[Natural language region descriptions]
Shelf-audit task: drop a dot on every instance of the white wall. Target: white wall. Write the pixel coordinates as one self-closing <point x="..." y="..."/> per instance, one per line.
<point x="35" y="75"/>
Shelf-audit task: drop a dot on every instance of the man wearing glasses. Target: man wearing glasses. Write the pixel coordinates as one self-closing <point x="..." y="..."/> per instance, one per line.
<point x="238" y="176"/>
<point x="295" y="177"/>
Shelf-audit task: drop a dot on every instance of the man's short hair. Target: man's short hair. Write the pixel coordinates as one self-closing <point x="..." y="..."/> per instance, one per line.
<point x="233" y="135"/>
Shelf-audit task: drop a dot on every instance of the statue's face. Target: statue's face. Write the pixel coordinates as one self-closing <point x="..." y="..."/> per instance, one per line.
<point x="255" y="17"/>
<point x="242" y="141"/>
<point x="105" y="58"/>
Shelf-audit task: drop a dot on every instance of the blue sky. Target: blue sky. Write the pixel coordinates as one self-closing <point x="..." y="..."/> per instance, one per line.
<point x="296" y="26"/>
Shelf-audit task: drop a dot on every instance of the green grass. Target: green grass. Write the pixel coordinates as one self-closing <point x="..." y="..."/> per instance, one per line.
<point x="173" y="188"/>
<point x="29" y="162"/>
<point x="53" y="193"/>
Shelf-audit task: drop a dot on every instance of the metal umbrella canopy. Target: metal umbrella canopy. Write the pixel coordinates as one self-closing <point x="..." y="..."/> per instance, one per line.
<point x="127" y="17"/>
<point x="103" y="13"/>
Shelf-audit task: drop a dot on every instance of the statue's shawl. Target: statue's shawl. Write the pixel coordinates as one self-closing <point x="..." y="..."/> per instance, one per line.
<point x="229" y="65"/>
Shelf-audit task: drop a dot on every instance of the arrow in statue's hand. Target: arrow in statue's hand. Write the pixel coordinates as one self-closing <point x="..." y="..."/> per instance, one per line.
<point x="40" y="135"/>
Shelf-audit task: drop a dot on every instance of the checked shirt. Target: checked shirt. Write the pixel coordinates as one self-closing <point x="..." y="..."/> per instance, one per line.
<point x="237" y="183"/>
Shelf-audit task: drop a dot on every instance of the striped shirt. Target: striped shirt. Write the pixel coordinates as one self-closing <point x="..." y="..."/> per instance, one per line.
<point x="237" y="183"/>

● What to do
The task requires each record above to be restated exactly.

● Answer to this problem
Shelf-audit task: drop a dot on every instance of the white wall. Target: white wall. Write the pixel coordinates as one self-closing <point x="..." y="..."/> per instance, one per line.
<point x="35" y="75"/>
Shelf-audit task: drop a dot on every instance of the man wearing glasses. Target: man wearing glasses. Write the pixel coordinates as one self-closing <point x="..." y="..."/> per instance, one per line.
<point x="238" y="176"/>
<point x="295" y="177"/>
Shelf-audit task: drop a dot on every instance of the man's short hair. Target: man's short hair. Write the pixel coordinates as one self-closing <point x="..." y="..."/> per instance, one per line.
<point x="233" y="135"/>
Shelf-audit task: drop a dot on every instance of the statue's face. Target: statue's face. Write the pixel coordinates as one self-closing <point x="..." y="..."/> per instance, one per line.
<point x="255" y="17"/>
<point x="242" y="141"/>
<point x="105" y="58"/>
Shelf-audit task: drop a dot on every instance of the blue sky. Target: blue sky. Write the pixel coordinates as one self-closing <point x="..." y="..."/> per instance, one per line.
<point x="296" y="26"/>
Shelf-audit task: drop a dot on every instance of the green grass. Target: green grass. Write the pixel coordinates as one self-closing <point x="..." y="..."/> per instance, one per line.
<point x="173" y="188"/>
<point x="29" y="162"/>
<point x="53" y="193"/>
Shelf-audit task: drop a dot on every instance of the metal umbrella canopy. Target: metal umbrella canopy. Write the pixel coordinates as one self-closing <point x="..." y="..."/> per instance, one per line.
<point x="127" y="17"/>
<point x="103" y="13"/>
Shelf-audit task: drop a dot on every instance of the statue's shawl. Target: statue's shawl. Write the pixel coordinates as one self-closing <point x="..." y="..."/> per instance, one per line.
<point x="229" y="65"/>
Shelf-audit task: drop a dot on every instance of the arrow in statue's hand. Target: arrow in statue's hand. Write the pixel coordinates as one self-closing <point x="..." y="..."/> per instance, one per line.
<point x="40" y="135"/>
Shelf-audit task: drop a dot on every instance of the checked shirt. Target: checked shirt. Write the pixel coordinates as one self-closing <point x="..." y="..."/> per instance, one per line.
<point x="237" y="183"/>
Shelf-audit task: drop a dot on every instance of the striped shirt. Target: striped shirt. Write the pixel coordinates as one self-closing <point x="..." y="..."/> per instance, one per line.
<point x="237" y="183"/>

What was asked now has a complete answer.